▶ TASK DESCRIPTION
Copy the listing below from the line containing "of the electrical" through the end, requests included, and add 129 to every coordinate in the answers. Leave the numbers in the requests and their sample formats unchanged.

▶ RECORDED INFORMATION

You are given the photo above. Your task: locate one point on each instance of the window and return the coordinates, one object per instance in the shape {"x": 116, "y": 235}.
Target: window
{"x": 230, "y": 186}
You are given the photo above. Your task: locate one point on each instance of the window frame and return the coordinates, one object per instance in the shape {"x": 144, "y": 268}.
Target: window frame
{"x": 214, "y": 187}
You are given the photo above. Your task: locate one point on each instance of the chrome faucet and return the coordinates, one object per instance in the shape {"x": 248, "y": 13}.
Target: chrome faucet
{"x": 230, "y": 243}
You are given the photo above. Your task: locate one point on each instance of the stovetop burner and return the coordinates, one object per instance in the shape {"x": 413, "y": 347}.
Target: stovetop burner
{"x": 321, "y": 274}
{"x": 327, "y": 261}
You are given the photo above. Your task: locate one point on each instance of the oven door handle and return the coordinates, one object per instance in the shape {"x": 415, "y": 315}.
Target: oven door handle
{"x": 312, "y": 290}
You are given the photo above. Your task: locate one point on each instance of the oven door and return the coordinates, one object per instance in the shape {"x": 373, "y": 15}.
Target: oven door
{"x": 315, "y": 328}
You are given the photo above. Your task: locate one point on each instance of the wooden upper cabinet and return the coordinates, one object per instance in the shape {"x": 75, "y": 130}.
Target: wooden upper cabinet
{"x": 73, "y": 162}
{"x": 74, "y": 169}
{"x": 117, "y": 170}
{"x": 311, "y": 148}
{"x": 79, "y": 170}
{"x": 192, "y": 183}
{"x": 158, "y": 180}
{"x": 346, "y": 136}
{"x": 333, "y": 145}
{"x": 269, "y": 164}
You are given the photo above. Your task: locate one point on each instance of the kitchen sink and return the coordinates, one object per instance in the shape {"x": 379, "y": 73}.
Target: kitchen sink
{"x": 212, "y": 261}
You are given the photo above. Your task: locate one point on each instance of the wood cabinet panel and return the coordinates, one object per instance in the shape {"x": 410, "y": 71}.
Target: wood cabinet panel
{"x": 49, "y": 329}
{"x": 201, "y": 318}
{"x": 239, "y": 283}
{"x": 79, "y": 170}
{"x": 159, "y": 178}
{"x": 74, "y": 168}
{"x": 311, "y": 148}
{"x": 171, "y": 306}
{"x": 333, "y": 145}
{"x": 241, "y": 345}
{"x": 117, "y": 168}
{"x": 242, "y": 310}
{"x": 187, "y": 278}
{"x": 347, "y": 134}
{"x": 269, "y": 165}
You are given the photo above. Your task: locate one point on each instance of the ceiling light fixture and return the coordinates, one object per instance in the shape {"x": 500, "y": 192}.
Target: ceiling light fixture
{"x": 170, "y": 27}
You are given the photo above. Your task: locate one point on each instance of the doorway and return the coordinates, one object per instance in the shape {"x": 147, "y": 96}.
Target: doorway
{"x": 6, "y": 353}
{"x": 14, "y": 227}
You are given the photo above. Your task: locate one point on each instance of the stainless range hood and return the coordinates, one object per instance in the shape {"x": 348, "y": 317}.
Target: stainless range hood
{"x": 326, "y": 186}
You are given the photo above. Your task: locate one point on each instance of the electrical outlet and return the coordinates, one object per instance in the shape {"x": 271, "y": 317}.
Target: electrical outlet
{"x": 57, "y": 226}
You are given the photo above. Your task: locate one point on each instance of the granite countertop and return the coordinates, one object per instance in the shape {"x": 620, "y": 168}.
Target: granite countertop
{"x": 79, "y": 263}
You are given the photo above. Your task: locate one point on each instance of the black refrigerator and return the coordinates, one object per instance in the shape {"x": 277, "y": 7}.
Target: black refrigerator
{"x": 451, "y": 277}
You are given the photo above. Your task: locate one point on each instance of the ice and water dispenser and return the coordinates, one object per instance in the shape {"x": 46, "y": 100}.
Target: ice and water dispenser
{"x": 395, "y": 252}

▶ SOLUTION TO THIS EXERCISE
You are given the photo above. Your task: locate one point on each instance of the electrical outlet and return the coordinates, one object per instance in the shape {"x": 271, "y": 317}.
Target: electrical outlet
{"x": 186, "y": 355}
You are given the photo above. Your task: locate one point on each instance of the granite countertop and return the coordinates, one object per instance in the shape {"x": 620, "y": 168}.
Target: granite countertop
{"x": 208, "y": 392}
You are given the photo above. Your task: locate one point on each instance of the black refrigerator and return the coordinates, one object per instance in the shape {"x": 277, "y": 7}.
Target: black refrigerator
{"x": 580, "y": 406}
You are given the photo above. Your task: locate one point on each instance of the ice and water dispenser and return the coordinates, one object per instance in the shape {"x": 46, "y": 100}.
Target: ice and water dispenser
{"x": 524, "y": 381}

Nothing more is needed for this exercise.